**** Text section ****

In contrast, his maternal Phillips side was classic New England Yankee
from the ancestral lines of Phillips, Place, and Rathbone. Reverend George
Phillips came from Norfolk, England to Salem, Massachusetts in 1630. Shortly
after arriving, his wife died and he moved to Watertown with his many children.
Lovecraft's great-grandfather, Jeremiah Phillips, owned one of the first
mills in Foster, Rhode Island. His son, Whipple Van Buren Phillips, (Lovecraft's
grandfather), was born on November 22, 1833. When Whipple was only thirteen,
his father, still a young man, was accidentally killed in the mill's machinery.
Whipple went to school at the East Greenwich Academy (then called The
Providence Conference Seminary) and went on to teach in the country schools.
Whipple left teaching to build a mill in the western Rhode Island village
of Coffin Corner, which he renamed Greene, Rhode Island. He married his
first cousin, Miss Rhoby Alzada Place, (who had been educated at the Latham
Seminary). Whipple and Rhoby Phillips had four children: Lillian Dolores
(1856-1932), Sarah Susan "Susie" (Lovecraft's mother, born 1857), Edwin
E. (1864-1918), and Anna Emiline (1866-1941). Lillian and Sarah attended
the Wheaton Seminary in Norton, Massachusetts. Lillian went on to the State
Normal School and became a teacher. In 1873, Whipple Phillips sold off
his estate and interests in Greene and moved to Providence where he entered
the real estate business. He purchased a large home at 194 Angell Street
in Providence, Rhode Island. (Later the city would change the street number
to 454.) Despite Lovecraft's love for his grandfather and grandmother,
their close lineage would become a source of fear for Lovecraft, a fear
of the dangers of inbreeding, perhaps sparking his response to Cotton Mather's
epitaph for his maternal ancestor: "'Hic Jacet GEORGE PHILLIPPI, Vir Incomparabilis,
nisi SAMUELUM genuisset'. It is a cantankering sorrow of my life, that
I am descended through another son than the more than incomparable Samuel!"
(2)

**** Extracted records ****

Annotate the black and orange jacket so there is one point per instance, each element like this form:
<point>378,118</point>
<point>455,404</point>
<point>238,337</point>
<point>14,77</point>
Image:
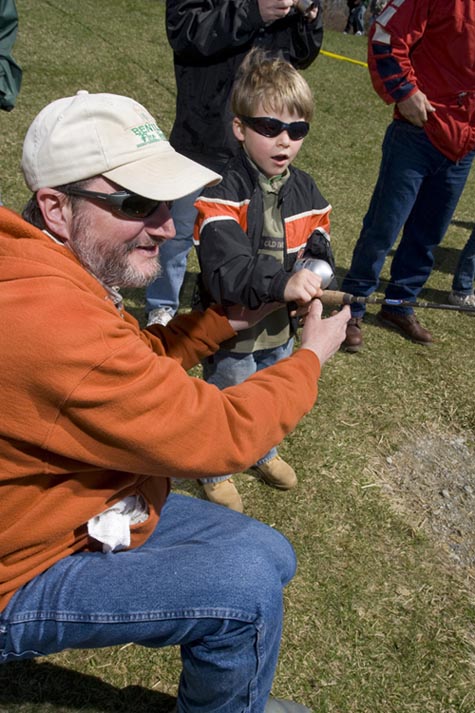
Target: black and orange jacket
<point>429,45</point>
<point>228,230</point>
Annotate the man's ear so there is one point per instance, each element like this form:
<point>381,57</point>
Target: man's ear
<point>56,210</point>
<point>238,129</point>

****

▶ Work item: Continue the passage on Lovecraft's maternal Phillips ancestry from its final sentence. The material isn't needed here and can be set aside.

▶ Expected output:
Winfield Lovecraft and Sarah S. Phillips were married in Boston on June
12, 1889, and moved to Dorchester, Massachusetts.
As for Howard Phillips Lovecraft himself, the future purveyor of horror
and science fiction was born on August 20, 1890, when Winfield was 37 and
Sarah 33. He was their only child and born in the Whipple Phillips home
in Providence. Lovecraft's first year and a half were spent in Providence.
In 1892, the Lovecrafts decided to build their own home in Massachusetts.
While the plans were being made, the family stayed in rental apartments
and with the family of Susie's friend, well-known poetess Miss Louise Imogen
Guiney (1861-1920), in Auburndale, Massachusetts. The Guiney household
was often visited by such famous personages as Justice Oliver Wendell Holmes.
Miss Guiney had a collection of Saint Bernard dogs which were named after
authors and poets. Lovecraft had a fondness for one male dog named Bronte
who would walk alongside as his mother wheeled him around in his baby carriage.
Miss Guiney's mother was the cultured widow of a Civil War general. Mrs.
Guiney called Lovecraft "Little Sunshine" as much for his temperament as
for the long blond ringlets Lovecraft's mother had him wear. He was a rapid
talker, learning his alphabet from his building blocks and his picture
books, and was soon reciting verses from Mother Goose to entertain the
adults.
Of his father, he wrote, "I can just remember my father-an immaculate
figure in black coat & vest & grey striped trousers. I had a childish
habit of slapping him on the knees & shouting 'Papa, you look just
like a young man!' I don't know where I picked that phrase up; but I was
vain and selfconscious, & given to repeating things which I saw tickled
my elders. I was highly nervous-[...]-& distinctly like to 'show off'.
This latter tendency-& the vanity & self-consciousness behind it-later
succumbed to good advice & the better perspective of life imparted
by reading, though its disappearance was slow & gradual." (3)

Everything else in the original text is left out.